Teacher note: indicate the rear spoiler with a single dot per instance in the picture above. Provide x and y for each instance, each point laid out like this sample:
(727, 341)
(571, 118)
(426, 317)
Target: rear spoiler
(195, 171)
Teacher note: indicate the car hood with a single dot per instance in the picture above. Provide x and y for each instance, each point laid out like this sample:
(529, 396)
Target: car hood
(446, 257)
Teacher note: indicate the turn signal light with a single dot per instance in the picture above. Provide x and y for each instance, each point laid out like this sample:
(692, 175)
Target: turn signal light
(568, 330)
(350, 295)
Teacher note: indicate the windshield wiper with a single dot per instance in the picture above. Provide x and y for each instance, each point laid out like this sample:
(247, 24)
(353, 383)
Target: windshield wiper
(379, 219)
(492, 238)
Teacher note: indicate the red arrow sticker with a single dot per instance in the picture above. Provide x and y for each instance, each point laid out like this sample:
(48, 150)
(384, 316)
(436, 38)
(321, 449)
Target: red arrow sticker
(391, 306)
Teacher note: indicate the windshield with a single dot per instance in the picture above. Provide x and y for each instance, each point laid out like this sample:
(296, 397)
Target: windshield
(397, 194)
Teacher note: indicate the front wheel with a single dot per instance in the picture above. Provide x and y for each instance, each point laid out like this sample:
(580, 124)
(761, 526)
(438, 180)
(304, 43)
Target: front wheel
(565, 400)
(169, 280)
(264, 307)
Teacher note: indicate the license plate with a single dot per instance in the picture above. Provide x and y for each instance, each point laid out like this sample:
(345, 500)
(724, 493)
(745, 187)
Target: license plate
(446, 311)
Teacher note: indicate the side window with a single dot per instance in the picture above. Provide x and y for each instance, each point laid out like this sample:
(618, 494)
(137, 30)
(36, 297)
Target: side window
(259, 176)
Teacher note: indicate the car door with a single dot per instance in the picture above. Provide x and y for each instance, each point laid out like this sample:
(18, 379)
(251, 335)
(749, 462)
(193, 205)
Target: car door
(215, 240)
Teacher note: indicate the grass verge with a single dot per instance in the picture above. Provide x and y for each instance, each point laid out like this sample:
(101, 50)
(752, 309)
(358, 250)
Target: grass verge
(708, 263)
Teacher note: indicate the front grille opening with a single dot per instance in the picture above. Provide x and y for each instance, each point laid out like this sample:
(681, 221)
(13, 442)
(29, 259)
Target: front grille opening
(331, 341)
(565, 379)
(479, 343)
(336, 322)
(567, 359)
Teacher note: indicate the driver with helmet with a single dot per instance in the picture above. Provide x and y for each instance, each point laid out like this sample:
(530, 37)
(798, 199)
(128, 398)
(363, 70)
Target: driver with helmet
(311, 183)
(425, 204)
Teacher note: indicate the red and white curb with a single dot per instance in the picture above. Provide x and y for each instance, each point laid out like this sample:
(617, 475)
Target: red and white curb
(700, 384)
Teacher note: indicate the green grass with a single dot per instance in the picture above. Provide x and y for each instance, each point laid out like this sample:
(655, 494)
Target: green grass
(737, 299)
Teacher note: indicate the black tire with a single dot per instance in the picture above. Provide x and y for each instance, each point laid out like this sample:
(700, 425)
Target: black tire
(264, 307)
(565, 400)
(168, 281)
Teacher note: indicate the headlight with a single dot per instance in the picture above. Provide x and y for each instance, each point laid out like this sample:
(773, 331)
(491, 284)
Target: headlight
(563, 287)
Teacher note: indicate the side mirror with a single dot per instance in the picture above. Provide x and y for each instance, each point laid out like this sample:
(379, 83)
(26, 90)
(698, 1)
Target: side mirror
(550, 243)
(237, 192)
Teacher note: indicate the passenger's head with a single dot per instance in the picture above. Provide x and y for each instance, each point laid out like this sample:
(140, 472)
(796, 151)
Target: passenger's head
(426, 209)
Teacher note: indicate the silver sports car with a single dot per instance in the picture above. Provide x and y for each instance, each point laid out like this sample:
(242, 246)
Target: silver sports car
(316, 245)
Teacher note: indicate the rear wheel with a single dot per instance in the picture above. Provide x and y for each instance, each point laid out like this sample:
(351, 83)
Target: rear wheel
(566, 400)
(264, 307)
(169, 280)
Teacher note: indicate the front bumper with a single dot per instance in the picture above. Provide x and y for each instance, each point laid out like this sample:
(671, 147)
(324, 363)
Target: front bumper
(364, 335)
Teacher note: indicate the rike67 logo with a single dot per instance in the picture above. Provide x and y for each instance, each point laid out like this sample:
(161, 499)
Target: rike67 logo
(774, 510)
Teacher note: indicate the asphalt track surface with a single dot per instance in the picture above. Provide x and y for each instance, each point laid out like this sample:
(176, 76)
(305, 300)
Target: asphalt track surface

--- --- ---

Task brief - Extract every entry in the listing word for word.

Solution -
Teacher note: indicate the rear spoiler with a single dot per instance in the picture above. Provide x and y for each instance, each point laid out like this sample:
(727, 341)
(571, 118)
(426, 317)
Target: rear spoiler
(195, 171)
Teacher note: indicate the car hood with a single dot per instance in the picture above. Provide x and y for each instance, each point laid out like this sample:
(529, 396)
Target: car hood
(446, 257)
Teacher note: indicate the turn signal light with a single dot per instance in the picture above. Provide x and y for each instance, each point laid out like this sample:
(692, 175)
Target: turn signal light
(568, 330)
(350, 295)
Teacher note: indicate the windshield wiper with a single dot per instance in the picture above. Provide x and y for each instance, each point laid out like this sample:
(247, 24)
(353, 383)
Target: windshield wiper
(379, 219)
(492, 238)
Teacher note: indicate the red arrow sticker with a single dot per instance in the picture above. Provide x and y for each instance, each point laid out like this sample:
(48, 150)
(384, 316)
(436, 38)
(321, 449)
Target: red arrow sticker
(391, 306)
Teacher note: indicate the windshield with a single dot per instance in the picture above. Provide x and y for each instance, each point laid out like this sample:
(296, 397)
Target: windshield
(397, 194)
Teacher note: indicate the front wheel with a single dot per instance in the picture above. Provide x and y for each instance, each point laid out like this sample:
(580, 124)
(761, 526)
(438, 180)
(304, 43)
Target: front wheel
(565, 400)
(169, 280)
(264, 307)
Teacher note: indicate the license plate with a single dot per instance in the picture above. Provide x and y for each instance, each point laid out like this sample:
(345, 500)
(724, 493)
(745, 187)
Target: license plate
(446, 311)
Teacher note: indicate the side window with a single dot per instance in the picture above. Provide x and y for each instance, each point laid out like this sample:
(618, 494)
(137, 30)
(36, 297)
Target: side window
(259, 176)
Teacher note: indicate the car door with a single dot per instance in the picture above. Provide x and y for each instance, each point laid out like this sample:
(18, 379)
(251, 335)
(749, 462)
(193, 205)
Target: car door
(215, 240)
Teacher note: indicate the grass verge with a single dot per instance in the picture above. Provide x and y for each instance, each point laid out like this sample:
(101, 50)
(752, 309)
(358, 250)
Target: grass verge
(708, 263)
Teacher note: indicate the front grille opening with a single dot per instance in the picture above. Provide x and y for each instance, each point laid out like this sample:
(681, 221)
(13, 442)
(29, 259)
Target: front grille opening
(331, 341)
(565, 379)
(479, 343)
(336, 322)
(567, 359)
Teacher note: indicate the driver with helmet with a single dot per instance in the picture above. Provide x and y for each instance, each point laid out like this sample:
(530, 37)
(798, 199)
(128, 398)
(363, 70)
Target: driver with helmet
(311, 183)
(425, 204)
Teacher note: indicate the red and white curb with a single dot per instance in the picture above. Provide x and y for each instance, each point laid out like this sample:
(617, 475)
Target: red and white curb
(700, 384)
Teacher note: indicate the green grass with a single dot per instance in the picture above. Provide x and y for each instance, each point laid out like this sample:
(655, 494)
Target: green grass
(737, 299)
Teacher note: indicate the black tire with a single dot per instance in the picture above. Provide x and y for each instance, each point laid out like this sample:
(700, 425)
Target: black tire
(264, 307)
(565, 400)
(168, 281)
Teacher note: indicate the headlight with a single dot per instance in the picture above. Provide x and y for each instance, each point laid out like this sample:
(773, 331)
(491, 284)
Target: headlight
(563, 287)
Teacher note: indicate the side mirror with a single dot per instance in the picture above. Provide x and y for each instance, each point laid out like this sample:
(379, 83)
(26, 90)
(698, 1)
Target: side mirror
(550, 243)
(237, 192)
Teacher note: indicate the passenger's head with a single dot per instance in the picture above. Provide x and y for each instance, each point laid out like this sample:
(140, 472)
(796, 151)
Target: passenger's head
(426, 209)
Teacher note: indicate the silver sports car with a single dot per instance in the picture above. Provide x and y for each instance, each point laid out like this sample:
(242, 246)
Target: silver sports car
(316, 245)
Teacher note: indicate the rear wheel with a single dot per instance in the picture above. Provide x and y for each instance, each point laid out like this sample:
(351, 83)
Target: rear wheel
(566, 400)
(264, 307)
(169, 280)
Teacher note: indicate the front bumper with a single dot per instance in the picture above. Provide x and y for each instance, each point laid out like this sample:
(671, 147)
(324, 363)
Target: front bumper
(364, 335)
Teacher note: indicate the rike67 logo with a single dot per instance in the picture above. Provide x and y for each instance, each point laid out like this sample:
(161, 499)
Target: rike67 logo
(774, 510)
Teacher note: indicate the asphalt track surface with a single dot per instance in the picture above. Provide x and y for each instance, each point laid out like this sample:
(176, 76)
(305, 300)
Target: asphalt track surface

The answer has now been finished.